Lines from the line with "positive clicks: (308, 244) (318, 247)" to the line with "negative clicks: (432, 236)" in the entries below, and only those, must be output exactly, with both ends included.

——

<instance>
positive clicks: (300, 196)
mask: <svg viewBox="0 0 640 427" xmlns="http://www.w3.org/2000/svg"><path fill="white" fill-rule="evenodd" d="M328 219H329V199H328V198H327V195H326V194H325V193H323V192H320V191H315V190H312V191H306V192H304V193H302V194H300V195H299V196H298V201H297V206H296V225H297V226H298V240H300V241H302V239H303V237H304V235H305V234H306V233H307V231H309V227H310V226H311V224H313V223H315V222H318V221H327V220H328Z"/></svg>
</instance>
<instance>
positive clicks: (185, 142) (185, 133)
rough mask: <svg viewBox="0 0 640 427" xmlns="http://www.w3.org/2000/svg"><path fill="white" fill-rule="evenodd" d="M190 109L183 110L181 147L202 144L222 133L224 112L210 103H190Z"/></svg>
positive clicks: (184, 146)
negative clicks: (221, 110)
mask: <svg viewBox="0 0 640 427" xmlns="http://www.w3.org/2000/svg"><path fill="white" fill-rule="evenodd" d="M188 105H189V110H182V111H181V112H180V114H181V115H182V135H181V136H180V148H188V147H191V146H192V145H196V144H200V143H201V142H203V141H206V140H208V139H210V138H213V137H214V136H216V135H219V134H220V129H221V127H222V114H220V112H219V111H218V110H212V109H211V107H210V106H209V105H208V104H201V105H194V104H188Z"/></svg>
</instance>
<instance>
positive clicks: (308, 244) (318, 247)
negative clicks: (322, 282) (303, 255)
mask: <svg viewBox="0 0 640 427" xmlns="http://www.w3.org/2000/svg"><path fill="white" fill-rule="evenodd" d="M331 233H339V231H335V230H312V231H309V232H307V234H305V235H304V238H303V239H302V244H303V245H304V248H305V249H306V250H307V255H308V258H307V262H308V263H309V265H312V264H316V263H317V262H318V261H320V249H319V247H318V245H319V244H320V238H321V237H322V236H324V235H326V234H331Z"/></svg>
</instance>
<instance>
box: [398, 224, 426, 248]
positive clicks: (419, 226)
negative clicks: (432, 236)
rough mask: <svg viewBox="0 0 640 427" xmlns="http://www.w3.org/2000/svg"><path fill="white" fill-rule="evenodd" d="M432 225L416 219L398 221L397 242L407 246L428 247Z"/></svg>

——

§ **SOLVED PROBLEM**
positive clicks: (308, 244) (318, 247)
negative clicks: (322, 282) (303, 255)
mask: <svg viewBox="0 0 640 427" xmlns="http://www.w3.org/2000/svg"><path fill="white" fill-rule="evenodd" d="M331 233H339V231H335V230H312V231H309V232H307V234H305V235H304V238H303V239H302V244H303V245H304V248H305V249H306V250H307V255H308V258H307V262H308V263H309V265H312V264H316V263H317V262H318V261H320V249H319V247H318V245H319V244H320V238H321V237H322V236H324V235H326V234H331Z"/></svg>
</instance>
<instance>
box: [398, 224, 426, 248]
positive clicks: (419, 226)
negative clicks: (432, 236)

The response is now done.